**EXERCISE MATERIALS**:
━━━━━━━━

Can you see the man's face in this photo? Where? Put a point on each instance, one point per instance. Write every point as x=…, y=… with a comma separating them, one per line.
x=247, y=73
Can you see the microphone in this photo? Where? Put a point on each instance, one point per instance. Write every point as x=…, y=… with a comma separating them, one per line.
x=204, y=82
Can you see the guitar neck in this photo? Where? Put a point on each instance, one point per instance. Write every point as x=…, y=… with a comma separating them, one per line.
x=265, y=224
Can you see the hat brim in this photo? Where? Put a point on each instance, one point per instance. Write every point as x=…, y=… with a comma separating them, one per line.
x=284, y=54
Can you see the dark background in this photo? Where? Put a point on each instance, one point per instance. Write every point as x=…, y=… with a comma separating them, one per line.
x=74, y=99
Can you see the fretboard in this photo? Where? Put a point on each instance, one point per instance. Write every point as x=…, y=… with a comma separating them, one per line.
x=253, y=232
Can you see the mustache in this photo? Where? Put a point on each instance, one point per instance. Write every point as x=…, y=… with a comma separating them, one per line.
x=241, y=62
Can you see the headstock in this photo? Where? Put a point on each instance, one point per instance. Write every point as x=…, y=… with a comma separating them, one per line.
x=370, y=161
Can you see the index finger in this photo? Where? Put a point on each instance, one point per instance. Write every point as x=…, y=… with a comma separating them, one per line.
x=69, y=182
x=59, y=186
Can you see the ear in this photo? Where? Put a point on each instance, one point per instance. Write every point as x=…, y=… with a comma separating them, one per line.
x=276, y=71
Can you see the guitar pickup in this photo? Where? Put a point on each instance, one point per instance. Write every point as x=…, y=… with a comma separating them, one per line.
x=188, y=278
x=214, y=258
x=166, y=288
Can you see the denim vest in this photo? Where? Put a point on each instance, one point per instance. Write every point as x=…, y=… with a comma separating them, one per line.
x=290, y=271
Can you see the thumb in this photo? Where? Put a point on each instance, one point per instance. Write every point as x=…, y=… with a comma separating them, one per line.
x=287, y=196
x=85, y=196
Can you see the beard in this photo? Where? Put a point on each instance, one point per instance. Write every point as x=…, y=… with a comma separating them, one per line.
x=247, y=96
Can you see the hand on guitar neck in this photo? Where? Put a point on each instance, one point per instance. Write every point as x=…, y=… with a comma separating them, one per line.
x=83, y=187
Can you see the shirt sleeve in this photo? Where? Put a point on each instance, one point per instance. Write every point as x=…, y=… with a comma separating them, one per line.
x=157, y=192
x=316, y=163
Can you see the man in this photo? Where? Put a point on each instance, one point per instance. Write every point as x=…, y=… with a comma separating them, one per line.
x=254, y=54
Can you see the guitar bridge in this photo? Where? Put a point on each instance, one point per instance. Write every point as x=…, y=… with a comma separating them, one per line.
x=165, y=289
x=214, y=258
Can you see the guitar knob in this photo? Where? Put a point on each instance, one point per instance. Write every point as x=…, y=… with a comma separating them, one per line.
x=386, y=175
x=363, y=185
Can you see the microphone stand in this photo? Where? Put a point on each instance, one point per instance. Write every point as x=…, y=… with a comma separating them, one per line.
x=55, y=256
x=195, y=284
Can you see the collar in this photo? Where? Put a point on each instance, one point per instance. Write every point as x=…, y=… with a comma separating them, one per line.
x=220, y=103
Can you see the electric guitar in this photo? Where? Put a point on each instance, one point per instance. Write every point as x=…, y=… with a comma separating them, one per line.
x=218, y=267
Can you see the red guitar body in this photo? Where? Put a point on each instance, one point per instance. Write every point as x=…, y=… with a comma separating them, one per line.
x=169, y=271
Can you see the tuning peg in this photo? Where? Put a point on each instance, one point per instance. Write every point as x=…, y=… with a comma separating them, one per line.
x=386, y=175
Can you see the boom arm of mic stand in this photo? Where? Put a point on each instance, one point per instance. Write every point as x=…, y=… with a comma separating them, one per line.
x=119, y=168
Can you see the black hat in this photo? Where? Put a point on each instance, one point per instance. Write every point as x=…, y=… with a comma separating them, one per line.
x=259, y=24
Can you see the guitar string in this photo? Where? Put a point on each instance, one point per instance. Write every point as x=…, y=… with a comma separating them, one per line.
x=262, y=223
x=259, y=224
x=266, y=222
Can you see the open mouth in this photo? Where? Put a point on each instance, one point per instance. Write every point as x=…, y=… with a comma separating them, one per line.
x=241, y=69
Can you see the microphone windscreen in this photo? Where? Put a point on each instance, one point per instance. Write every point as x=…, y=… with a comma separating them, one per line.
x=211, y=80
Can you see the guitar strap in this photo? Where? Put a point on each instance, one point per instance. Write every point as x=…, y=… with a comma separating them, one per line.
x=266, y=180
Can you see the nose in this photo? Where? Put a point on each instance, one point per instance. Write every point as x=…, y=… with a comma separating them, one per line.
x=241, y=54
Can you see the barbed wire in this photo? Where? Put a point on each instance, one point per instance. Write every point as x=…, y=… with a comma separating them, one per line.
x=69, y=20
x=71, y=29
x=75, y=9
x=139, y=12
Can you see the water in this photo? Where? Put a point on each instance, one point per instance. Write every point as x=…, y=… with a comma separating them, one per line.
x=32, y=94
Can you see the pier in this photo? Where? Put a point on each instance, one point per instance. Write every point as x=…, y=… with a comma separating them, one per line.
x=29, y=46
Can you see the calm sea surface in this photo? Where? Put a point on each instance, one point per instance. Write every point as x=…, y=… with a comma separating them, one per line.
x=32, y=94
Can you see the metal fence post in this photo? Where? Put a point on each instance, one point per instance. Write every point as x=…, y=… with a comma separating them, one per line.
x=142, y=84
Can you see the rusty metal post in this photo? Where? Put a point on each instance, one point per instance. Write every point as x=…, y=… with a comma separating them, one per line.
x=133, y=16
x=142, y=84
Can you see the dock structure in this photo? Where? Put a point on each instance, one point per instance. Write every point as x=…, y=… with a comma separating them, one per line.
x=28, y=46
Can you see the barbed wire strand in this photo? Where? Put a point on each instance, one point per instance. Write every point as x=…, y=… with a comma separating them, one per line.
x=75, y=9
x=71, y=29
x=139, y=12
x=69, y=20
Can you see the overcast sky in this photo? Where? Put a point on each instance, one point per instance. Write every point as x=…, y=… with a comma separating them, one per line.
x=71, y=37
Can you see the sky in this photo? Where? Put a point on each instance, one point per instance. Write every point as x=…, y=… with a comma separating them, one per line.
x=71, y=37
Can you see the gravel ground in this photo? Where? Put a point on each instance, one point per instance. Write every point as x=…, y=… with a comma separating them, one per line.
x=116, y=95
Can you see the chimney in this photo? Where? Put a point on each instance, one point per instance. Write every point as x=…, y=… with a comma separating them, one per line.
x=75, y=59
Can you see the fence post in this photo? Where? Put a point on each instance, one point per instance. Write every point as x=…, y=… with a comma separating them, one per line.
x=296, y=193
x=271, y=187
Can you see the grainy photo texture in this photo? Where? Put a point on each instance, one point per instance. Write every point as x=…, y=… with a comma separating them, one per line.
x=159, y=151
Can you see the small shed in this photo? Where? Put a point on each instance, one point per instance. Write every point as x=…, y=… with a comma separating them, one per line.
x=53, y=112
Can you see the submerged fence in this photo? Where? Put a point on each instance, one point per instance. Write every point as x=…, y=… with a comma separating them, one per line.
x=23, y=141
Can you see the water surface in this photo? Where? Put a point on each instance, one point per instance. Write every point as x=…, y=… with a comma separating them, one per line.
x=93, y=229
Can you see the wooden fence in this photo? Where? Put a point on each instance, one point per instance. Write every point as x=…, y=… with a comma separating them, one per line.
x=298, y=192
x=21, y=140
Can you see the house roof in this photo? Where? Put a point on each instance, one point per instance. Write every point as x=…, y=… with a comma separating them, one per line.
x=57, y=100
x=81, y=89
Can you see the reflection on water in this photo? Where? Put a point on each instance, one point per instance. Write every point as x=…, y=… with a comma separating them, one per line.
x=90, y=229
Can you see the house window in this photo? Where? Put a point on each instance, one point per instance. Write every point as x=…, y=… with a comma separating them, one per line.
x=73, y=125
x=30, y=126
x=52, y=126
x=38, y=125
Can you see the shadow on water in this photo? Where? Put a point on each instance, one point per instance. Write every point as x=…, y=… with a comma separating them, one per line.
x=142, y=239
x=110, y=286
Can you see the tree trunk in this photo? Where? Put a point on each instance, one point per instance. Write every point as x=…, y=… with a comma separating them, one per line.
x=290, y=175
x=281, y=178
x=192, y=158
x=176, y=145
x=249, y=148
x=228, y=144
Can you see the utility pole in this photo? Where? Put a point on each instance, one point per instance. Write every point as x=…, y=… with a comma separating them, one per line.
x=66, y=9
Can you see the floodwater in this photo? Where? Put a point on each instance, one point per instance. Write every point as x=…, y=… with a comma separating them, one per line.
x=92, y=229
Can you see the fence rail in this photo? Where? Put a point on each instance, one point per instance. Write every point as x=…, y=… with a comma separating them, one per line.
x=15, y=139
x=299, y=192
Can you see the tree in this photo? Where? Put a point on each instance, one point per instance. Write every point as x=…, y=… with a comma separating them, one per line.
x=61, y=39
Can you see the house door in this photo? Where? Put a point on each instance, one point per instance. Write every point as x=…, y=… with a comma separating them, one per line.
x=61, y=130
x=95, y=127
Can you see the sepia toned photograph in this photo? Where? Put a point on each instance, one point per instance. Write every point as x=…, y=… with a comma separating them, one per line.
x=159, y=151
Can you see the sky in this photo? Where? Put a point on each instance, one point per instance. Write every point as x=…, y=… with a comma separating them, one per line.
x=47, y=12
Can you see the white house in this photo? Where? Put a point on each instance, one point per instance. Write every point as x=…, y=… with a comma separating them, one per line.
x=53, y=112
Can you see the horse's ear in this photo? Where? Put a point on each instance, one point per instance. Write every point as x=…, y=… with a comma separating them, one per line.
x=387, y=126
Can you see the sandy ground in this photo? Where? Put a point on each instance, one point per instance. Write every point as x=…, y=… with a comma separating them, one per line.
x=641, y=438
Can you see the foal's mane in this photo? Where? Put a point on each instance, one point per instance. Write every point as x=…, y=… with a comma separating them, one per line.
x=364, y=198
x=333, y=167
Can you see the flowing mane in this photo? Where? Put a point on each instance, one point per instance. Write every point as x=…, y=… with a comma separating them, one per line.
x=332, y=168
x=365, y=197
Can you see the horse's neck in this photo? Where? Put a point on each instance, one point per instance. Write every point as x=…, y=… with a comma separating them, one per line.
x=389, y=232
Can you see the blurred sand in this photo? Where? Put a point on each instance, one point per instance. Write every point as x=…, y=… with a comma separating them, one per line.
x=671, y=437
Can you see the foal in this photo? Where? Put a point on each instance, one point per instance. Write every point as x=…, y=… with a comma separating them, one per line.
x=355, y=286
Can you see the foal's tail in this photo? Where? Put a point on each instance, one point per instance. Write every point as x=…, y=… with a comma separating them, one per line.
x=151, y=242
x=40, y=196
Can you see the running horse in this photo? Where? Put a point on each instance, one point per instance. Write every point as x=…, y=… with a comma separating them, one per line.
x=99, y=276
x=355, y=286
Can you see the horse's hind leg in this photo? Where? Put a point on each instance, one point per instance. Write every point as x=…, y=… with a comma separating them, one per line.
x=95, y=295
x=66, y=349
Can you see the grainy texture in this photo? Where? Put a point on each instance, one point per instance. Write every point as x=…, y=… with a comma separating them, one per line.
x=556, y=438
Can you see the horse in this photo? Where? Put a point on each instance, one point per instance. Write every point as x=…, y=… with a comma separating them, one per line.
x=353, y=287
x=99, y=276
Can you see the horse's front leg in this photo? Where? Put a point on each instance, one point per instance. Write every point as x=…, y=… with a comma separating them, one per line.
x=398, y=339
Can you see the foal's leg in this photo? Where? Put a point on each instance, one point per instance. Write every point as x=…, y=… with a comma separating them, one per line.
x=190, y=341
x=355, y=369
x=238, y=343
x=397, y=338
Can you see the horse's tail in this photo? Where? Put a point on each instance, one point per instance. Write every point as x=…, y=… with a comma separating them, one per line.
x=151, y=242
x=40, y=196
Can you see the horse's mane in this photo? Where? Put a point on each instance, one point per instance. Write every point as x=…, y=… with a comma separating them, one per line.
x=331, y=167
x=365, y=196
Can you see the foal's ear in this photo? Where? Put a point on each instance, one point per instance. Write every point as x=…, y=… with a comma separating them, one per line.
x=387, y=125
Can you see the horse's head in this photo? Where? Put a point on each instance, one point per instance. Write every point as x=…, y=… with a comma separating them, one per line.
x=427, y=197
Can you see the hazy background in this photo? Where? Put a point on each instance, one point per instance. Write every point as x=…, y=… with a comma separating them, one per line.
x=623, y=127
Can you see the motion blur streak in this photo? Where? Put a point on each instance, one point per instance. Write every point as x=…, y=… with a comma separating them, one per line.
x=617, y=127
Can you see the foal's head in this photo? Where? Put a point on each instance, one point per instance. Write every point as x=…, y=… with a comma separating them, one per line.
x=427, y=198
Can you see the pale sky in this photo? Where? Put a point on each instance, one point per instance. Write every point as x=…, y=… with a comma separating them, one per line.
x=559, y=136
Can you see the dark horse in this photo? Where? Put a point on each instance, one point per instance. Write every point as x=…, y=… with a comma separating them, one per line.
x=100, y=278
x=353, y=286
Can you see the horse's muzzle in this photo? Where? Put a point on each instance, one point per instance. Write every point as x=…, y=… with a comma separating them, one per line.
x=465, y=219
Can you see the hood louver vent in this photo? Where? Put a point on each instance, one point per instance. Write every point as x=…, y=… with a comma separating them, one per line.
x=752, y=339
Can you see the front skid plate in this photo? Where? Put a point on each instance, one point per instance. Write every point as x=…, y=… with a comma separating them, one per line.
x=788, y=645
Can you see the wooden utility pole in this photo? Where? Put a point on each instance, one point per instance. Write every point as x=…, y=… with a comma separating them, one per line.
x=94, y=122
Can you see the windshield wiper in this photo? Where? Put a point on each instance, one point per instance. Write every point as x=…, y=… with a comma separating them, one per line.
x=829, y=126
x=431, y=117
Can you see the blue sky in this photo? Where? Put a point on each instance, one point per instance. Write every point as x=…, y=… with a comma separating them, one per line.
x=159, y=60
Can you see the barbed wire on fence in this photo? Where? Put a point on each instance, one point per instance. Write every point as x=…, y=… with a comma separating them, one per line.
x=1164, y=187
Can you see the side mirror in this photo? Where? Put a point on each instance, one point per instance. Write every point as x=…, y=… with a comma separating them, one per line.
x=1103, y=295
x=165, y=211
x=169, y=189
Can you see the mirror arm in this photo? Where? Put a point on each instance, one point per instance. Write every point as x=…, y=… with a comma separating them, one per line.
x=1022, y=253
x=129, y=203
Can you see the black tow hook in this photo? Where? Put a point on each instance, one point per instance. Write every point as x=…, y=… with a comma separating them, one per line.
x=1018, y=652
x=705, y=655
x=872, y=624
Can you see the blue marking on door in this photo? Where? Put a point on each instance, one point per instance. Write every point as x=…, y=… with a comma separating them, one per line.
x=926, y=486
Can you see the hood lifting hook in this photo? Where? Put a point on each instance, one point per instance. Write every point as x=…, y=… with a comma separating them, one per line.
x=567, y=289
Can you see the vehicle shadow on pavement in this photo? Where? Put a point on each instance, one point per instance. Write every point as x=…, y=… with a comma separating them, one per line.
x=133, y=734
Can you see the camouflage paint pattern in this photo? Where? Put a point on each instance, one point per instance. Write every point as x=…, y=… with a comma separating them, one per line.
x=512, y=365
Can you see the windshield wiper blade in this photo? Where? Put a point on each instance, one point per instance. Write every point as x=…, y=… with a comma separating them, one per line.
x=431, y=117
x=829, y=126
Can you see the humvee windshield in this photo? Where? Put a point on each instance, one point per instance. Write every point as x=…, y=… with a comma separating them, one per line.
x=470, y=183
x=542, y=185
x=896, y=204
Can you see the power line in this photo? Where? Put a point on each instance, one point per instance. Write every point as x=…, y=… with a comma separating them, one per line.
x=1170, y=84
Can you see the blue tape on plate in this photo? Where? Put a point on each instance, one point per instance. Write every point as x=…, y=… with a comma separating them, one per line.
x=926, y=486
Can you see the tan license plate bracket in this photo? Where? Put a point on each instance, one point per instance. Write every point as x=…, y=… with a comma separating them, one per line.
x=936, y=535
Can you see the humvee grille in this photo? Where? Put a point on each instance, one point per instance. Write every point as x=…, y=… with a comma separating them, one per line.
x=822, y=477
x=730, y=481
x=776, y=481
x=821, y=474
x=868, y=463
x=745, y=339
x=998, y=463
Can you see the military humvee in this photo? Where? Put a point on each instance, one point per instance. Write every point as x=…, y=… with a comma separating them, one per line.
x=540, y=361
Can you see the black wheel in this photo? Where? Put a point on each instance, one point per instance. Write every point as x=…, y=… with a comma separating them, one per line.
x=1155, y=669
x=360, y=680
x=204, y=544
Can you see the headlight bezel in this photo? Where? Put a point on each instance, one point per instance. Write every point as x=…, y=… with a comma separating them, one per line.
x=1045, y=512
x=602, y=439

━━━━━━━━

From the line holding "Can you see the power" to the last line of the records, quote each line exactly and add nothing.

Can you see the power line in this photo? Where? Put a point on each instance, one point per instance. Write every point as x=…, y=… with a comma separating them, one per line.
x=1170, y=84
Can you see the blue tape on plate in this photo? Where? Put a point on each instance, one point per instance. Write every point as x=…, y=… with a comma separating them, one per line.
x=926, y=486
Can you see the tan license plate bracket in this photo? Where? Put a point on each instance, one point per instance. Write every point as x=…, y=… with a comma separating them, one per line.
x=936, y=535
Can you see the humvee grille in this photo? Where? Put a point on each instance, one point per instance. Write every point as x=…, y=… with a comma separating them, one per line.
x=822, y=477
x=730, y=481
x=776, y=481
x=821, y=474
x=868, y=463
x=745, y=339
x=998, y=463
Can you see the military humvee in this photo? Where? Put a point on each instance, one point per instance. Write every point as x=…, y=… with a comma separating them, one per line.
x=540, y=361
Can you see the black wheel in this photo? Where? Put a point on each instance, one point per instance. Write every point as x=…, y=… with a comma separating them, one per line.
x=1155, y=669
x=360, y=680
x=204, y=544
Can you see the headlight bezel in this photo? Where? Put a point on each instance, one point per instance. Write every point as x=…, y=… with a comma separating them, one per line.
x=1045, y=512
x=602, y=439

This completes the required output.